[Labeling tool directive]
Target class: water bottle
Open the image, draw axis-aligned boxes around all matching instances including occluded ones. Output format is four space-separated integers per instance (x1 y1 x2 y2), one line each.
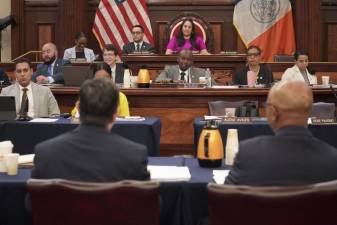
205 68 212 88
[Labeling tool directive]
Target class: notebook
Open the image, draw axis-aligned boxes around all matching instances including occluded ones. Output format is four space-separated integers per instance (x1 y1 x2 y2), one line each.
63 66 93 86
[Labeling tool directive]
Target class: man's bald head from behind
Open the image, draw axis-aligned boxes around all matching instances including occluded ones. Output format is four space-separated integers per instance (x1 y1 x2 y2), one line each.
267 81 313 132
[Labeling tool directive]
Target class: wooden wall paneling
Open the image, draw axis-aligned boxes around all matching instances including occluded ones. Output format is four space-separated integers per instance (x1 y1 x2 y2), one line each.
11 0 25 58
59 0 91 51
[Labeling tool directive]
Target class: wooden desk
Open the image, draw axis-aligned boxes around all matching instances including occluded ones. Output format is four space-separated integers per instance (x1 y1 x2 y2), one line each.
52 87 335 155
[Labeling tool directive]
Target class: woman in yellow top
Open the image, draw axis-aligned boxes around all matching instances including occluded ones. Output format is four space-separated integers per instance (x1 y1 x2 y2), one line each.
71 63 130 117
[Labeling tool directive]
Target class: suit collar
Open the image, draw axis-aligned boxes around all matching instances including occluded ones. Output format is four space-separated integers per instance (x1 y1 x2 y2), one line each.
275 126 312 137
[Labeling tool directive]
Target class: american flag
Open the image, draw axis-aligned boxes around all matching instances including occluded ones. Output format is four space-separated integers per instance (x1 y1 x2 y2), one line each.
92 0 153 51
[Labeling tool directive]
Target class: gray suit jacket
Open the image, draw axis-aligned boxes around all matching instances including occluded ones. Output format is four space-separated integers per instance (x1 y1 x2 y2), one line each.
156 65 206 83
32 59 70 84
0 82 60 117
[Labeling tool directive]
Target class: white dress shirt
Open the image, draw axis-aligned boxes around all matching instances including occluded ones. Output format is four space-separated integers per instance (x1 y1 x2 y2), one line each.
19 84 35 118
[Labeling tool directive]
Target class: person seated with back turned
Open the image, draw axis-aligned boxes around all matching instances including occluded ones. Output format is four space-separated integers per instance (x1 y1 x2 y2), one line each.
0 68 11 87
225 81 337 186
31 78 149 182
234 45 274 86
103 44 124 84
122 24 155 54
63 32 96 62
165 18 209 55
33 43 69 84
1 58 60 118
156 49 206 83
282 50 317 84
71 63 130 117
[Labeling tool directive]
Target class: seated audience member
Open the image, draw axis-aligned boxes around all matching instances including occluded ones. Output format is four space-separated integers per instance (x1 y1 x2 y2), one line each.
0 68 10 86
282 50 317 84
1 59 60 118
63 32 96 62
165 19 209 55
103 44 124 84
225 81 337 186
234 45 274 85
156 49 205 83
31 78 149 182
33 43 69 84
123 25 155 54
71 63 130 117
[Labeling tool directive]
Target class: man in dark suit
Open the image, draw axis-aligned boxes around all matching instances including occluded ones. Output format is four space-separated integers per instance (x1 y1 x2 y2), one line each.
123 25 155 54
225 81 337 186
33 43 69 84
32 78 149 182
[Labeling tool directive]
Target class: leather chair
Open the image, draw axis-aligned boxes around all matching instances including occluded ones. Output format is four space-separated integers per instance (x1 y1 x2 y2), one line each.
208 100 259 117
310 102 336 119
27 179 160 225
208 181 337 225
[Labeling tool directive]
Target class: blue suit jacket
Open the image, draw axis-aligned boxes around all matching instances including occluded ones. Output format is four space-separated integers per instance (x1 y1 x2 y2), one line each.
32 59 69 84
225 126 337 186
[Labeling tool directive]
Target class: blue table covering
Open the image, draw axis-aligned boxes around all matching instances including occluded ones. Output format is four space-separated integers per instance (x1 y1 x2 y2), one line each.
0 157 226 225
0 117 161 156
193 117 337 154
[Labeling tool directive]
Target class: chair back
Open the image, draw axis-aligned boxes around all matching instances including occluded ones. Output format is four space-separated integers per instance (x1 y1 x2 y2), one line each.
274 55 295 62
27 179 159 225
166 12 213 52
208 181 337 225
310 102 336 119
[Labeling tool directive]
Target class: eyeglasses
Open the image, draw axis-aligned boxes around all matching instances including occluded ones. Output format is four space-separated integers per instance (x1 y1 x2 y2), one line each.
247 52 260 57
131 31 143 35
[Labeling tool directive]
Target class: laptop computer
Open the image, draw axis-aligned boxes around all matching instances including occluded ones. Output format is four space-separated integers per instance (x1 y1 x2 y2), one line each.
0 96 16 120
63 66 93 86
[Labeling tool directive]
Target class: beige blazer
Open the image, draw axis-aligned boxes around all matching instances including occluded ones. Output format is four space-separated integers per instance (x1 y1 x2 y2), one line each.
0 82 60 118
282 65 317 84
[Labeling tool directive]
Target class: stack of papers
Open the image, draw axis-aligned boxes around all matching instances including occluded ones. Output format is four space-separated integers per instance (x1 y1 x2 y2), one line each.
18 154 35 167
147 166 191 181
213 170 229 184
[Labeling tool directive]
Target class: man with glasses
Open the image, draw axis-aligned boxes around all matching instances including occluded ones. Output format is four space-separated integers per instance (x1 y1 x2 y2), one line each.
1 59 60 119
225 81 337 186
282 50 317 84
33 43 69 84
234 45 274 86
123 25 155 54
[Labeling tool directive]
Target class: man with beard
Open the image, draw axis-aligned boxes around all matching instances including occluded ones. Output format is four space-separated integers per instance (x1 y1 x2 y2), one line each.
33 43 69 84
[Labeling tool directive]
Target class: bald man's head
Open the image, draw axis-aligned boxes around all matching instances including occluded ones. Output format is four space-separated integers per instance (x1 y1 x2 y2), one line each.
267 81 313 131
42 43 57 64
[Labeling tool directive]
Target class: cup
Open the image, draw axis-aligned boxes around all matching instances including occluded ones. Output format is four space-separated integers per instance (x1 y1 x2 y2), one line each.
199 77 206 84
0 141 13 172
4 153 19 175
247 71 256 87
225 129 239 165
322 76 330 86
130 76 138 88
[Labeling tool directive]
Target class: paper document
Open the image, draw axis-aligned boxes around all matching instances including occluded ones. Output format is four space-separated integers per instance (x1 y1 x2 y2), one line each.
29 118 58 123
147 165 191 181
18 154 35 164
213 170 229 184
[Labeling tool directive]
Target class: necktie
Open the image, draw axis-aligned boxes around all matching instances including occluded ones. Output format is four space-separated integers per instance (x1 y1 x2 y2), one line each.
180 72 186 80
47 65 53 76
20 88 28 116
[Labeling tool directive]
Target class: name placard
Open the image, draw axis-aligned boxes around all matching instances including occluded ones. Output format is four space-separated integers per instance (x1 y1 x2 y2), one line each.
221 117 252 123
311 119 336 124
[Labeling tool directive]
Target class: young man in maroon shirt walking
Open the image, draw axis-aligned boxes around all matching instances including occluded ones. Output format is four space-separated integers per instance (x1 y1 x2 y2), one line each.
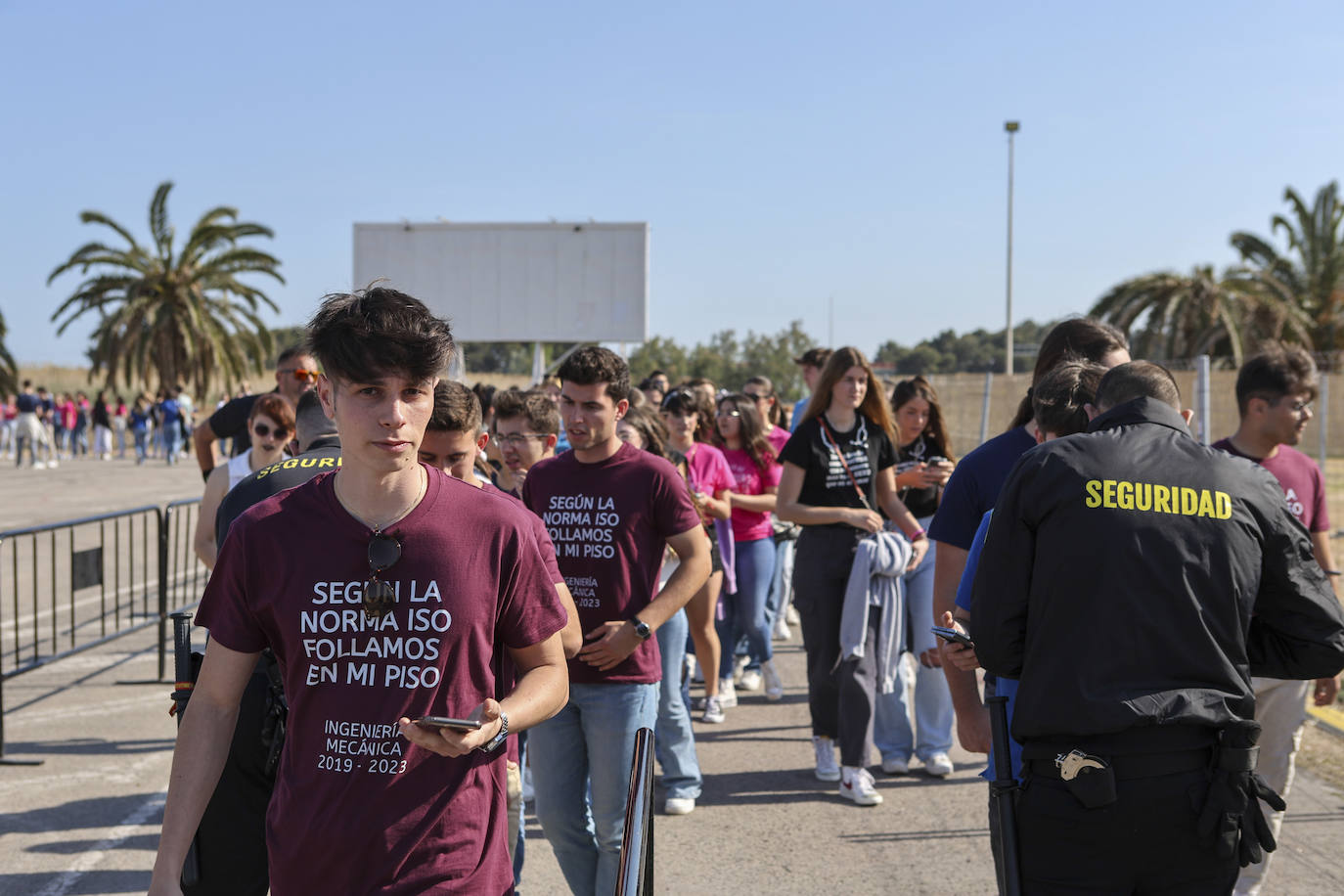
***
**TASK**
Update all of the lines above by changing every "space-separated" to "comma-separated" and keeping everything else the same. Leave the pictures out of your answer.

**EXERCISE RESULT**
[Labeling tool directive]
Target class: water bottle
Open the image, draw axis-aligned boxes around all matching instances including occluded ones. Output format is four comma-separated integers per instance (x1 y1 x2 y2), one line each.
205 68 212 88
[Labeling tool directive]
Target class: notebook
Open the image, draw axis-aligned boxes around all matching instances including occluded ones. Output format is four comma-separated integers per instance (x1 y1 x2 y2), one line each.
63 66 93 86
[Labeling tool directive]
Target class: man's bald head from behind
Open the image, draw axis-aligned boxes around all matching instances including occluded ones. Output format is four comma-separated integers per instance (x1 y1 x2 y2), one line each.
267 81 313 132
[Labeling tool directive]
Target class: wooden wall paneling
Open the image, draw axis-aligned boxes around all matching instances including occluded ones. Output format is four comma-separated integers per instance (x1 y1 x2 y2), one line each.
11 0 25 58
59 0 91 51
[Labeling tool directive]
Target class: wooden desk
Open the image, draw axis-aligned boxes around all matching instances including occluded ones. Output format is four comma-separated integers per instance (x1 y1 x2 y2), one line each.
52 87 335 155
[Labeling tool directive]
Target class: woman in yellow top
Open the image, draw axis-aligned boxes around all matching instances including occluded ones. Output format is four comma-separated integers per instance (x1 y1 x2 y2), one line each.
71 63 130 117
[Labeling tool directive]
Target class: suit collar
Open the image, draw axis-aligned boxes around all matching instances including occluded ones. Output format is four comma-separated integers per instance (x1 y1 x2 y2), one line each.
275 126 312 137
[Labeling tool directive]
Target class: american flag
Open the image, draw axis-aligned boxes around all matching instances including occluded ones. Output format is four comma-separated integers per instance (x1 y1 x2 y2), one line each.
92 0 153 51
[Labeling tool directive]
Target class: gray suit jacket
Open the image, draw axis-aligned boxes around all matching instances including occluded ones. Output format is four comma-separated integers per instance (x1 y1 x2 y2), one line each.
156 65 206 83
32 59 70 84
0 82 60 117
[Labeling tool directive]
Target class: white dress shirt
Open the image, draw axis-aligned boxes around all matching instances including occluded ones. Output format is four comma-separated integers per instance (x1 y1 x2 y2), one line each.
19 84 35 118
[Labeling tool directive]
Target class: person seated with back turned
Open the image, draw axis-aligned boxes around all matching instances including occluded ones. Output format is four comma-separated integers per instance (x1 y1 x2 y2), one line each.
0 68 11 87
225 81 337 186
31 78 149 182
234 45 274 86
103 44 124 84
122 24 155 54
63 32 96 62
165 18 209 55
33 43 69 84
1 58 60 118
156 49 206 83
282 50 317 84
71 63 130 117
[Labeling tool directive]
Target class: seated audience member
Open the image, draw axis-aligned boxes around all matching instances including occluded ones. Output format is four comma-separated integers per instance (x1 y1 x2 y2), one line each.
0 68 10 86
282 50 317 84
1 59 60 118
63 32 96 62
165 19 209 55
103 44 124 84
225 81 337 186
234 45 274 85
156 49 205 83
31 78 149 182
33 43 69 84
123 25 155 54
71 63 130 117
[Labeling tool directive]
Target class: man in dark suit
Open the image, draw axis-aligned boxes around all matching instances including occluded ones. Output format is four comma-separated integers per instance (x1 y1 x2 y2), one line each.
123 25 155 54
225 81 337 186
33 43 69 84
32 78 149 182
[Labeling tool directive]
Target class: leather chair
Open the image, draw axis-aligned boxes around all matching instances including occluded ones. Output format is four comma-separated integers per instance (x1 y1 x2 y2), one line each.
208 100 259 117
310 102 336 119
27 179 160 225
208 181 337 225
[Labeling tool directive]
Target class: blue suit jacket
Open the image, draw axis-aligned boxes around all matching instances including occluded ones. Output format is four comma-separated integers per instance (x1 y1 x2 y2), one line each.
32 59 69 84
225 126 337 186
[Labeling tool directive]
Target class: blue table covering
Open the image, draw axis-aligned boxes around all matching instances including occluded ones. Output format is four comma-separated integers per instance (x1 y1 x2 y2), one line each.
0 157 226 225
0 117 161 156
193 117 337 154
[Labeling tool directive]
Target class: chair back
Open the image, draw axis-aligned boxes around all matching instances including occluded ones. Output format is four comma-separated integers per instance (x1 y1 x2 y2), one line each.
274 55 295 62
27 179 159 225
166 12 213 52
208 181 337 225
310 102 336 119
[Labeling tool directive]
Target class: eyeglasses
Open the image, draw axis-aligned boxes around all matching instances including occluded ones. Output format is four comma-separated integers per instance (x1 y1 x2 y2), one line each.
247 52 260 57
131 31 143 35
[Labeling tool directive]
Target class: laptop computer
Open the image, draw axis-aligned boxes around all matching instances including occluded ones. Output format is four comma-separated integers per instance (x1 y1 x2 y2), one line each.
0 96 16 120
63 66 93 86
[Labeling tool directive]
Target class: beige blazer
Open the image, draw axis-aligned boxes around all matching instances including occluded ones. Output format is four comma-separated integers per instance (x1 y1 x2 y2), one line each.
0 82 60 118
282 65 317 84
[Labeling tool directive]
Target class: stack of papers
Open the image, draw axis-aligned boxes around all matching instances including occluded ones. Output format is four comma-separated integers per instance (x1 y1 x2 y2), one line each.
18 154 35 167
147 166 191 181
213 170 229 184
[Labeling tool directive]
Target class: man with glasses
Open the image, draw axis-aligned boxes around all matching instances including occluded ones. Output format is four comma-separated integers per instance (x1 y1 x2 y2), one line each.
1 59 60 119
225 81 337 186
282 50 317 84
33 43 69 84
234 45 274 86
123 25 155 54
[Labeling tool directive]
Target class: man with beard
Open the image, draw axis-aligned boxes around all matching instances including occluded ones. Output format is four comma-separated integers per instance (x1 y1 x2 y2), one line each.
33 43 69 84
[Labeling tool directive]
Target class: bald man's head
Open the image, draw axis-aligned boxes around all matching instances including occluded ones. Output format is four comma-separated integers per instance (x1 y1 x2 y2), one line each.
267 81 313 131
42 43 57 64
[Labeling tool directive]
Target class: cup
Open the image, draw axis-aligned boxes around all matching instances including occluded ones. Output format is four comma-separated integers per instance (x1 y1 x2 y2), one line each.
199 77 206 84
0 141 13 172
4 153 19 175
247 71 256 87
225 129 239 165
322 76 330 86
130 76 138 88
[Labeling tool directive]
Target class: paper document
Open the image, draw axis-aligned boxes around all matching instances including occluded ones. Output format is four comma-separated integers per instance (x1 y1 x2 y2), one line each.
29 118 58 123
147 165 191 181
18 154 35 164
213 170 229 184
[Labeling tool directive]
Target class: necktie
Open the image, draw axis-aligned boxes around all matching instances including occluded ones. Output format is four comma-separated integers per instance (x1 y1 x2 y2), one line each.
180 72 186 80
47 65 53 76
20 88 28 116
[Labeling tool directive]
Target class: name placard
Open the image, draw axis-aligned boxes around all matching instances including occluded ones. Output format is four comma-separated integers per instance (x1 y1 x2 y2), one line each.
221 117 252 123
311 119 336 124
[Labeling tool directive]
Target class: young man in maroon shirt walking
Open the image, draw axis-aligned boxes around all matching instances including occluded ones. Output format is four comma-separated integers per instance (x1 y1 x2 y2), one line each.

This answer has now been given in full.